[Dataset items]

## Begin

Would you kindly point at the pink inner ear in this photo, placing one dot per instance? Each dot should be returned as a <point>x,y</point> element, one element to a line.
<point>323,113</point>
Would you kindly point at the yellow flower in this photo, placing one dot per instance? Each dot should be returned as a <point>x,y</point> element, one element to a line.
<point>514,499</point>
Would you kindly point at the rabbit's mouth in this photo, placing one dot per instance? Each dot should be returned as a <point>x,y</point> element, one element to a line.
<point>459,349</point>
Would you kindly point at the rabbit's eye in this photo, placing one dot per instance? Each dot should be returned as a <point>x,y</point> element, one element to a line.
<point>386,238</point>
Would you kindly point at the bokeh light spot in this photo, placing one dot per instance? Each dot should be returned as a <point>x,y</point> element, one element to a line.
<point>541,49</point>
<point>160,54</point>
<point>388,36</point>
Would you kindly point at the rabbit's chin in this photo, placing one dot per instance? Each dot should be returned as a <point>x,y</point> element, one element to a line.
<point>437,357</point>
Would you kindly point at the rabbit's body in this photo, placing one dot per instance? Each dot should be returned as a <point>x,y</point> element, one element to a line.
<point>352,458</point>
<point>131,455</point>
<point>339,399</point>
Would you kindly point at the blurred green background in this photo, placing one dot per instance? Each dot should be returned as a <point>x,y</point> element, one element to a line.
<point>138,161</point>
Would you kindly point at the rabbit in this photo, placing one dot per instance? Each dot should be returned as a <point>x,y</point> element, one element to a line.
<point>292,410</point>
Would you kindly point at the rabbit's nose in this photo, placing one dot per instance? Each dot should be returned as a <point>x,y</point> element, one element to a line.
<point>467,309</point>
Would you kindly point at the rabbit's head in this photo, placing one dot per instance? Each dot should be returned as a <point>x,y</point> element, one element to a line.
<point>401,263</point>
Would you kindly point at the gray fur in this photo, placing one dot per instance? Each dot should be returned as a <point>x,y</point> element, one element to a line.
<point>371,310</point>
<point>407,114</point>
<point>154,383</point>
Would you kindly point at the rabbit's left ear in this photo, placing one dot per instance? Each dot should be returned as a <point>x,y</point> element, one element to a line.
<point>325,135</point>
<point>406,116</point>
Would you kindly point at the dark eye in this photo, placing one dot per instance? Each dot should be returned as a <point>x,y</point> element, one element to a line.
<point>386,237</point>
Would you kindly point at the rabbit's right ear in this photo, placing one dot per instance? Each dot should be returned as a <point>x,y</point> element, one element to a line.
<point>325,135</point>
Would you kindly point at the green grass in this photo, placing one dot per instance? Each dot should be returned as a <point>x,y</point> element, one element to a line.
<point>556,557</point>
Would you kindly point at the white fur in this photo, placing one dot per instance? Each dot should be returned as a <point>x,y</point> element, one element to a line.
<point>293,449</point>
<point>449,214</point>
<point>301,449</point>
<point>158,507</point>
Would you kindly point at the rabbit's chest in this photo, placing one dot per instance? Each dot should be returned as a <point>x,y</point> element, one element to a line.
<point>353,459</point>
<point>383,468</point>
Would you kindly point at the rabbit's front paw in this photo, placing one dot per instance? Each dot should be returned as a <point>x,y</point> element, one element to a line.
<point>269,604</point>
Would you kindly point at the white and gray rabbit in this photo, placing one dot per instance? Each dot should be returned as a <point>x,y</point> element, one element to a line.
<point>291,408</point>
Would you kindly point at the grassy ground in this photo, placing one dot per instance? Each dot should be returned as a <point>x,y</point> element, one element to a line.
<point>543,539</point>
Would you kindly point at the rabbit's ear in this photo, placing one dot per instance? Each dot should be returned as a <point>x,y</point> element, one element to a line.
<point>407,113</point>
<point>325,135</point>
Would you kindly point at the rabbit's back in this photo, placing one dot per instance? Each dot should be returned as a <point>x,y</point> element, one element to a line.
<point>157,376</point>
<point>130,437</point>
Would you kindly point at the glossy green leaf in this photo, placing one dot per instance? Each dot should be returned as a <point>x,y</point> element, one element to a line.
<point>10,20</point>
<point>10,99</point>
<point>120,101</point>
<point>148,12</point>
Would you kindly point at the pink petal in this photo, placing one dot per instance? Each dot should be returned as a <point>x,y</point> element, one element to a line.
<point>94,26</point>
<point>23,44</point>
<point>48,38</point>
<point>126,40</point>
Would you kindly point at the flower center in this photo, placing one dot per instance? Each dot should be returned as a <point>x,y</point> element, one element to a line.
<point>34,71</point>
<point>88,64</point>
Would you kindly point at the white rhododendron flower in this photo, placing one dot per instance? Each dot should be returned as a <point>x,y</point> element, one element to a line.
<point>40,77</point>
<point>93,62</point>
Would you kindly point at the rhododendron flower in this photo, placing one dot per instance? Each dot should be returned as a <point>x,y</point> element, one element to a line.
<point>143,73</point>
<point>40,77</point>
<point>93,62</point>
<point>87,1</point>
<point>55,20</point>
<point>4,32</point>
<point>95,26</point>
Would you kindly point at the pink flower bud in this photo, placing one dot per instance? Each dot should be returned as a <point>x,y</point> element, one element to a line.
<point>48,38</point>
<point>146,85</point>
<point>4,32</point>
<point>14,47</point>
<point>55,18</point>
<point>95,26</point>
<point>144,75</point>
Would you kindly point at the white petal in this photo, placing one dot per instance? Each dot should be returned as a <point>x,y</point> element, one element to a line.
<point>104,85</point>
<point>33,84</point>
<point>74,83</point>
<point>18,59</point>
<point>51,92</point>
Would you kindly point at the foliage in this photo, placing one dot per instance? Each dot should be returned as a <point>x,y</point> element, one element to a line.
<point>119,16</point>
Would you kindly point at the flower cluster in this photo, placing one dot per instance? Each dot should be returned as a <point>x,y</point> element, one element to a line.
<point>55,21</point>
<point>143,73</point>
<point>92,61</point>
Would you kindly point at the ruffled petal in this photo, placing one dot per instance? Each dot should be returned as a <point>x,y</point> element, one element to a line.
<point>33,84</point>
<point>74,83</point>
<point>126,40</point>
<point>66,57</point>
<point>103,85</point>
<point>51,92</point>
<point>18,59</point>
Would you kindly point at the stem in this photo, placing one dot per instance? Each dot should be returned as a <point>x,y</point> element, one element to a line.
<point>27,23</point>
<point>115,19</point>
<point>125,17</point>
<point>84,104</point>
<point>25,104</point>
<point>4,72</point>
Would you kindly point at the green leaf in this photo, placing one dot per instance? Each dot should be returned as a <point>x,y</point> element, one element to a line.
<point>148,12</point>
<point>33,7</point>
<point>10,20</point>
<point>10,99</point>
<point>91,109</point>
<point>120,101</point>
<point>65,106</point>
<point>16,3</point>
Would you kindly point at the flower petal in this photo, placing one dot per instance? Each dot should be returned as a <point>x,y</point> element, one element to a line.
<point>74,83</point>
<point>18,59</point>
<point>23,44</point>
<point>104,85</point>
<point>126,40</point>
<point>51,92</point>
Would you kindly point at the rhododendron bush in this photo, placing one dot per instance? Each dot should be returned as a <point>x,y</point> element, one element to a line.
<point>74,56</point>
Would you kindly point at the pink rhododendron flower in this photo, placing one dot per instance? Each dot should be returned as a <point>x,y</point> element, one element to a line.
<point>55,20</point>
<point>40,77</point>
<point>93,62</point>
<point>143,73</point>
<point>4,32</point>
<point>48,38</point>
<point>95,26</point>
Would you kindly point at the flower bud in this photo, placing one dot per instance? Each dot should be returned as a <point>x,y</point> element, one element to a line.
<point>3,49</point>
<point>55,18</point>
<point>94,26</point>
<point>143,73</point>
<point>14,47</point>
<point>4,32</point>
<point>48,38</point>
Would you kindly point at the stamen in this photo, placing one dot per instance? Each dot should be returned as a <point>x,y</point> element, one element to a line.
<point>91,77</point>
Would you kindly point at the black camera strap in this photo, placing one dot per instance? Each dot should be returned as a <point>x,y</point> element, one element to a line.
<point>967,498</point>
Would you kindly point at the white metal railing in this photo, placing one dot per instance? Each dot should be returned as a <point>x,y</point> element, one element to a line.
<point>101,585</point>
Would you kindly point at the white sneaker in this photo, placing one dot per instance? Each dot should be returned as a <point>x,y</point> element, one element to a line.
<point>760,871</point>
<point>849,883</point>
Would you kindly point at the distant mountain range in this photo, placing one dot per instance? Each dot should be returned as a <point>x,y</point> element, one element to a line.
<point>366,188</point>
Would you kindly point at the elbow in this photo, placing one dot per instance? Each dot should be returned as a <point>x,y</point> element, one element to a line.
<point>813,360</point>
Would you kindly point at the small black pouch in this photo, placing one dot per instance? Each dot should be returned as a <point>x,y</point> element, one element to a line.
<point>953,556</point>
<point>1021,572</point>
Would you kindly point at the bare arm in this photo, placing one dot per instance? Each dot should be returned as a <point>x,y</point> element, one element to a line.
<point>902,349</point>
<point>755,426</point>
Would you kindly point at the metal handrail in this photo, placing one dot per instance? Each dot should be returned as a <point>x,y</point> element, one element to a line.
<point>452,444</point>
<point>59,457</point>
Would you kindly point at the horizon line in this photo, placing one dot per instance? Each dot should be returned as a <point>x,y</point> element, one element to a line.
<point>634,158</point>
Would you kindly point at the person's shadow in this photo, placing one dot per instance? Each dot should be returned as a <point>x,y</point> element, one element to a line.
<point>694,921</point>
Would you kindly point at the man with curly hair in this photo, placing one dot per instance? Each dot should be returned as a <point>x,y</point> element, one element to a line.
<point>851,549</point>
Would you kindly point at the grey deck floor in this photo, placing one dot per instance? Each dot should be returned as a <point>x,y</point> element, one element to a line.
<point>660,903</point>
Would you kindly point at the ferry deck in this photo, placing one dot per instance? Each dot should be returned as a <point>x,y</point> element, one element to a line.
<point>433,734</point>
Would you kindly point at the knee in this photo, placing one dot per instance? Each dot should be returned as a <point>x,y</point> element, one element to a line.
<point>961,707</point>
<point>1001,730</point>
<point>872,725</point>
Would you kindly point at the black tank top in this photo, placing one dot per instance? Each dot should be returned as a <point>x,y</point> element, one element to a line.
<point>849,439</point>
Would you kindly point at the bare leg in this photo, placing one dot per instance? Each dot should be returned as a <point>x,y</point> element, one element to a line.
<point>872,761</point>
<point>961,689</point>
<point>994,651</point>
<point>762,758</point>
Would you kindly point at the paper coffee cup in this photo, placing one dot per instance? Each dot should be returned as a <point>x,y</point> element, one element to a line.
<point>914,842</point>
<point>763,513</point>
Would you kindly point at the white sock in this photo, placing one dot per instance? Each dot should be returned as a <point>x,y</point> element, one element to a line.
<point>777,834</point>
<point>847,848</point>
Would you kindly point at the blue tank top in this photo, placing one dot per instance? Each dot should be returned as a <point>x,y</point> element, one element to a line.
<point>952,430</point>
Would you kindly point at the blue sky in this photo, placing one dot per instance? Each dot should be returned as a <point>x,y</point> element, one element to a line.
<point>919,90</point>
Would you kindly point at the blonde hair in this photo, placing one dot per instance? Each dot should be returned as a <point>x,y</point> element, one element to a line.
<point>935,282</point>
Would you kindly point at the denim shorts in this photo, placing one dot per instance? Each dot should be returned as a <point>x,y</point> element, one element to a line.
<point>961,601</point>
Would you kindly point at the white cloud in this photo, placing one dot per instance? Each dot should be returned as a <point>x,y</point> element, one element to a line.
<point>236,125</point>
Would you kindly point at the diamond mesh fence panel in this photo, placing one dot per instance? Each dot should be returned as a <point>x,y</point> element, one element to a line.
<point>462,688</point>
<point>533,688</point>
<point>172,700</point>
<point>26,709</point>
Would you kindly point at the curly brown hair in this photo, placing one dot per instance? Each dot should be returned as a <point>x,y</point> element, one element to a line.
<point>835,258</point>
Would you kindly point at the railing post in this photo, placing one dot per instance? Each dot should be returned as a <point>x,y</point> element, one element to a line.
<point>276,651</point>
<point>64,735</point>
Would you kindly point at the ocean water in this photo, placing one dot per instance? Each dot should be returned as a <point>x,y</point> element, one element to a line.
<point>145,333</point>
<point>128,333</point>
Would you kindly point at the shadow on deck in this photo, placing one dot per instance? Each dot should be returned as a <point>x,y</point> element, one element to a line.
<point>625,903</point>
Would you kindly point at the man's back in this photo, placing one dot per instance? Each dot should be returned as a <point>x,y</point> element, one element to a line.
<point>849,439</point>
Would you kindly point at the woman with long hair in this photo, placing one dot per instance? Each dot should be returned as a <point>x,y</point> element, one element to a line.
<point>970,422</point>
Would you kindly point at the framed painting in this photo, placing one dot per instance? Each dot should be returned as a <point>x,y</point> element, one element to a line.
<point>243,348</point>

## End

- Challenge
Copy out, exactly, the lines from the one containing "Would you kindly point at the woman" through the end of the material, including both of those ends.

- Response
Would you kindly point at the woman with long hair in this photo, placing one dot per instance? Each dot should be returned as a <point>x,y</point> element, one element to a line.
<point>970,422</point>
Would you kindly point at the framed painting in this photo, placing one dot per instance? Each dot should be returned as a <point>x,y</point> element, one element to a line.
<point>243,348</point>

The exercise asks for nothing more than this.